── DOCUMENT EXCERPT
Thomas advocates the importance of breeding horses not just for their physical conformation but for emotional conformation as well.  He says that by considering this quality, we are breeding horses more in keeping with the way intended by nature.  Not every horse is meant to be the leader of the herd, but every horse plays a distinct and critical role within it, and these roles contribute to the overall survival of the group. “Every family member has to be able to fill a role to make the equine herd a success, and it is the diversity of behavior that allows the herd sustainability over time and in changing environmental circumstances” (Thomas, 2012, p. 57).

I had high hopes for this book, but for me personally it became too bogged down in customized terminology (for some examples: “emotional conformation”, “emergent properties”,  “individual and group herd dynamics”, “P-type grading”, “Focus Agility”, etc) which became hard to follow.   Additionally, I felt like the book had a heavy emphasis on the training and performance of Thoroughbred race horses, which did not feel as applicable to the performance of riding horses.  However, I did appreciate that Thomas uses many specific case examples from his personal work to help highlight his concepts, and it is quite interesting to read how he problem solves various behavioral issues in the horses he is asked to evaluate.
────
**TASKS TO COMPLETE:**
[1] In the book review, condense the paragraph beginning "I had high hopes for this book" into a short bulleted list that keeps its main points.
[2] Translate this sentence from the book review into Spanish: "Not every horse is meant to be the leader of the herd, but every horse plays a distinct and critical role within it, and these roles contribute to the overall survival of the group."
[3] According to the book review, besides physical conformation, what quality does Thomas say horses should be bred for?
── INFORMATION PROVIDED
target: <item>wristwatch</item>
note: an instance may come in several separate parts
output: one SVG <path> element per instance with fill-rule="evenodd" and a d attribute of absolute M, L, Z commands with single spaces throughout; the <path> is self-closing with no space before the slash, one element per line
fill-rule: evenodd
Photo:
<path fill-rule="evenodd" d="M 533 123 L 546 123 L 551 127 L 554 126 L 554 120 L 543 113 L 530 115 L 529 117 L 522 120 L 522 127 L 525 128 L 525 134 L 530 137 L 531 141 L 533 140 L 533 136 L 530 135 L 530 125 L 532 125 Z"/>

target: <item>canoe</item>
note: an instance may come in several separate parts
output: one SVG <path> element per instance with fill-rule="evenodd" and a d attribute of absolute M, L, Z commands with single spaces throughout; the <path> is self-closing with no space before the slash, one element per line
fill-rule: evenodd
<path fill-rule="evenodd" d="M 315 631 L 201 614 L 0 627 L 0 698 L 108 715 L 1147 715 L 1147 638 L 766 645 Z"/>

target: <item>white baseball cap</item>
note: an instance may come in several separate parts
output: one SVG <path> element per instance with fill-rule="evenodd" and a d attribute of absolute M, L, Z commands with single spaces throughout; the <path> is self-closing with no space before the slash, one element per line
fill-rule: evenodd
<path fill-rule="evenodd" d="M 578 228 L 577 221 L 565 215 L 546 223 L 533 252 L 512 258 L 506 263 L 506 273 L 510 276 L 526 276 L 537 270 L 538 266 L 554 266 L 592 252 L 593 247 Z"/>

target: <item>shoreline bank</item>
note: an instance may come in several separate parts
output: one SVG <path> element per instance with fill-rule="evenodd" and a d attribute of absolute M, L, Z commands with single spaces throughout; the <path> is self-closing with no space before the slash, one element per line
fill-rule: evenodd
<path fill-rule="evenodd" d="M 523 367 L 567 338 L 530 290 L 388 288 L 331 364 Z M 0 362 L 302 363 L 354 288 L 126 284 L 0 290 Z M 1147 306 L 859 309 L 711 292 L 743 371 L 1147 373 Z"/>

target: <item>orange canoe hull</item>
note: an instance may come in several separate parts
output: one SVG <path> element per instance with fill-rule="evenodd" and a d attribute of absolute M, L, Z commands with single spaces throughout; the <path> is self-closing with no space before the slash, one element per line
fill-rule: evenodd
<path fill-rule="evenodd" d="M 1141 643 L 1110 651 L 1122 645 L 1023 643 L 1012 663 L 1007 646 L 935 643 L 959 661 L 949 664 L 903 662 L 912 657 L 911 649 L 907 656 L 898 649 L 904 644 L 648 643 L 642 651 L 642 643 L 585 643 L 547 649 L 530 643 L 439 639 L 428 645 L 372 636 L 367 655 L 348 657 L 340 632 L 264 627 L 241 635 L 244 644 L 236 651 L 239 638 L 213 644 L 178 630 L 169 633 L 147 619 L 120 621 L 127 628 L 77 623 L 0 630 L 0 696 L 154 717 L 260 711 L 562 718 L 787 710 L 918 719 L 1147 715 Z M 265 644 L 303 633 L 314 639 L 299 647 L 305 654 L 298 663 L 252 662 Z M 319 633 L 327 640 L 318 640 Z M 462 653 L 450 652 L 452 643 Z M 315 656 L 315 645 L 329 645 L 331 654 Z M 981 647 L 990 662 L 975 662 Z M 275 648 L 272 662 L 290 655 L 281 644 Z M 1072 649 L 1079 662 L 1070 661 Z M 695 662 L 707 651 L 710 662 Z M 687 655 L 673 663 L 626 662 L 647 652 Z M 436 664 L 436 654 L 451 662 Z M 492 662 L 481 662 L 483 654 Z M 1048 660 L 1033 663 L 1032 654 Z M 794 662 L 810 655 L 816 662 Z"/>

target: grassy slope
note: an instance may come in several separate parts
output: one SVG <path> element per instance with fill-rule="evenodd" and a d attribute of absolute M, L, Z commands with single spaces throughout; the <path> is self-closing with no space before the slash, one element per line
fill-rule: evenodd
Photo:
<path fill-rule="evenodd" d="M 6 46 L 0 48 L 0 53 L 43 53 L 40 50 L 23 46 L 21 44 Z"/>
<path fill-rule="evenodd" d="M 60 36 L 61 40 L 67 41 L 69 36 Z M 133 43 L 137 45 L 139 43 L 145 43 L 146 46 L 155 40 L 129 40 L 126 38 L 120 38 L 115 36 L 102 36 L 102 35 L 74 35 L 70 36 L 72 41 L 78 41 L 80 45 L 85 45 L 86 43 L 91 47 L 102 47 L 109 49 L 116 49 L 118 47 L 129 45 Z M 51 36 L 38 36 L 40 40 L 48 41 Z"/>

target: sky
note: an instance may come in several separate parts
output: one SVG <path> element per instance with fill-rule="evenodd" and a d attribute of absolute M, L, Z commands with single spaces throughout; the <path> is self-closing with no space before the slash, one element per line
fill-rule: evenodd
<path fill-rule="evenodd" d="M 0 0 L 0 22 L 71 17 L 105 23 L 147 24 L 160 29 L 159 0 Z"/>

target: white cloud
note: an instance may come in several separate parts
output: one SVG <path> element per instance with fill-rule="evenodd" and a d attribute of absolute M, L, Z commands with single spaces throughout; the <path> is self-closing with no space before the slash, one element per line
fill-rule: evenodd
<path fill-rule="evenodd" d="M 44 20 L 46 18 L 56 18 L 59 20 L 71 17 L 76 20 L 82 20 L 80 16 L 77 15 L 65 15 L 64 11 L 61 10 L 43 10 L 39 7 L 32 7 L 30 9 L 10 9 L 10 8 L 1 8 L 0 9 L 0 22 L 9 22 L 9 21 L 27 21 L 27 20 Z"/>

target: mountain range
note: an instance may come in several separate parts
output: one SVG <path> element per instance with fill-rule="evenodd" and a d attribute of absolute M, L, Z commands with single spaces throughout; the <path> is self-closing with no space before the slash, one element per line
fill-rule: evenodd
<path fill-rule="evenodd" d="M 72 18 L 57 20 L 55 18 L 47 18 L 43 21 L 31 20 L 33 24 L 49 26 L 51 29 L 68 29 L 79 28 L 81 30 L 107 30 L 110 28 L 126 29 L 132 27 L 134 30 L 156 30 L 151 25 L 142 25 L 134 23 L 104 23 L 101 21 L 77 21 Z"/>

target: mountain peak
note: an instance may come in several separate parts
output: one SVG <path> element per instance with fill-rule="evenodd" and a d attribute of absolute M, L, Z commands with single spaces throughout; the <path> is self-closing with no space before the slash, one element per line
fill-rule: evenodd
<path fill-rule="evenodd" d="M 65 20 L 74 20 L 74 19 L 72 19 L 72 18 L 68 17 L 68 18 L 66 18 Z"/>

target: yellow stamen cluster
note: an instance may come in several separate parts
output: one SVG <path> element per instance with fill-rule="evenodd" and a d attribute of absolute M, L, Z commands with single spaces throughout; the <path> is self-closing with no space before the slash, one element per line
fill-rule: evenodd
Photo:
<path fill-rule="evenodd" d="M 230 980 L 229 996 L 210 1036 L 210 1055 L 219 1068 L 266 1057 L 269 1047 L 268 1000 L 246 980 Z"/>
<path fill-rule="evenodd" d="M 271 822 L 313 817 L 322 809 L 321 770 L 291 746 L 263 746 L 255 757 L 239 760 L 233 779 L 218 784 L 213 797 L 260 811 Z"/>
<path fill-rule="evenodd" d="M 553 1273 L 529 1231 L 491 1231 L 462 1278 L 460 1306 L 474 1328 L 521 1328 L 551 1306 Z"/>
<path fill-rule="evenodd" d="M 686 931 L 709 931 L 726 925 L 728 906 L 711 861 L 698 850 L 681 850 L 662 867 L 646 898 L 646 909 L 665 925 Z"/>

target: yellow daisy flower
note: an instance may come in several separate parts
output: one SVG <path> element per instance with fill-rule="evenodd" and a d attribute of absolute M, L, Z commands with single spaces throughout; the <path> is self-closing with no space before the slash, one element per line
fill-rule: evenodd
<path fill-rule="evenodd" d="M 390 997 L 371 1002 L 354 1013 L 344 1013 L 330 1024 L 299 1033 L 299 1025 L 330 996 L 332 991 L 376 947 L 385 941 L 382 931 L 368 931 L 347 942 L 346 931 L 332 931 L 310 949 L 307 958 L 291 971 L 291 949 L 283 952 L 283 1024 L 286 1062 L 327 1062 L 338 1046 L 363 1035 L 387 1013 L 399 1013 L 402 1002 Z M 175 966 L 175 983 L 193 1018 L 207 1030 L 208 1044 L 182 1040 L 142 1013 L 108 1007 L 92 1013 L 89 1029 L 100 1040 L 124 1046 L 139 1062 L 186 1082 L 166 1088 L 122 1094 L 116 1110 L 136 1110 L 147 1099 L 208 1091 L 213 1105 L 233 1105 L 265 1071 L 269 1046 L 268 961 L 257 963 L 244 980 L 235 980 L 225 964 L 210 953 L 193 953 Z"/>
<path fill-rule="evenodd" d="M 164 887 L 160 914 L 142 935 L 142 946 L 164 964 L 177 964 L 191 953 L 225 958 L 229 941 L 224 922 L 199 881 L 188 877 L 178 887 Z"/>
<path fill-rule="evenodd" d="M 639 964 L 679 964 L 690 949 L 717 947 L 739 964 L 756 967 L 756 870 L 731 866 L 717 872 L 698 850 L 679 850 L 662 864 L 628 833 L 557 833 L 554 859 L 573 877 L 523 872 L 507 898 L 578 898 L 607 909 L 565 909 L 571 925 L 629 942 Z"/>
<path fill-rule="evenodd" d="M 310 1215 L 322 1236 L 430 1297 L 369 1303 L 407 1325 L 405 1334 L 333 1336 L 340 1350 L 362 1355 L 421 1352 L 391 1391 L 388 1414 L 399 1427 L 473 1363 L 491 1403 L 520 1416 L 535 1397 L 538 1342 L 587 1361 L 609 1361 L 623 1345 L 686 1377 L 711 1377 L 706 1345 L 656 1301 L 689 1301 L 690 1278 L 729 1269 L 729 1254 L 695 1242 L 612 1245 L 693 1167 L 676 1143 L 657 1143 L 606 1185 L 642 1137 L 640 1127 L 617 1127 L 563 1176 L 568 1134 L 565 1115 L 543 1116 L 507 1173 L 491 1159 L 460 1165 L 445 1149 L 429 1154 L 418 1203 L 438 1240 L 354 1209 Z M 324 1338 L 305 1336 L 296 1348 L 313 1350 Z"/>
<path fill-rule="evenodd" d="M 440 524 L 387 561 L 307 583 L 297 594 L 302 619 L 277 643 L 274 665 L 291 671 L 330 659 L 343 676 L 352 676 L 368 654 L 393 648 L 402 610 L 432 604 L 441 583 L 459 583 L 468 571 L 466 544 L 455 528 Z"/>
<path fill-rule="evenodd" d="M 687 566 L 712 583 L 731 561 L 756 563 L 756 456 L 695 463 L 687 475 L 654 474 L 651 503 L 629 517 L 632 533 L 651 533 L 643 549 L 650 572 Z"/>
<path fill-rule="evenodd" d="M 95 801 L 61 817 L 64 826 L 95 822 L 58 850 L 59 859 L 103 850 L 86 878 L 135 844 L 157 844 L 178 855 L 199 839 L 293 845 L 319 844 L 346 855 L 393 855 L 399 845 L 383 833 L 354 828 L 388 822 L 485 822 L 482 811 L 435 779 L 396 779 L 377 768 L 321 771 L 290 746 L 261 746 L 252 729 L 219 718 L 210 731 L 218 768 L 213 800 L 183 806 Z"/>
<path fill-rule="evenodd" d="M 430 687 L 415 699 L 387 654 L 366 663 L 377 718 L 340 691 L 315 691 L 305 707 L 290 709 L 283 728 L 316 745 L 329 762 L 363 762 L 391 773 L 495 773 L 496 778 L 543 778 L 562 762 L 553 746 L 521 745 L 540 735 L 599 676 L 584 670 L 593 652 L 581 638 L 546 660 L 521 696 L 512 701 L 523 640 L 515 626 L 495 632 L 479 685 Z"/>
────
**SOLVED PROBLEMS:**
[1]
- The reviewer had high hopes for the book but found it hard to follow because of its customized terminology, such as "emotional conformation," "P-type grading," and "Focus Agility."
- The book's heavy emphasis on training and performance of Thoroughbred race horses felt less applicable to riding horses.
- The reviewer appreciated Thomas's many specific case examples from his personal work, which highlight his concepts.
- Reading how he solves behavioral issues in the horses he evaluates is quite interesting.

[2] No todos los caballos están destinados a ser el líder de la manada, pero cada caballo desempeña un papel distinto y fundamental dentro de ella, y estos papeles contribuyen a la supervivencia general del grupo.

[3] Emotional conformation.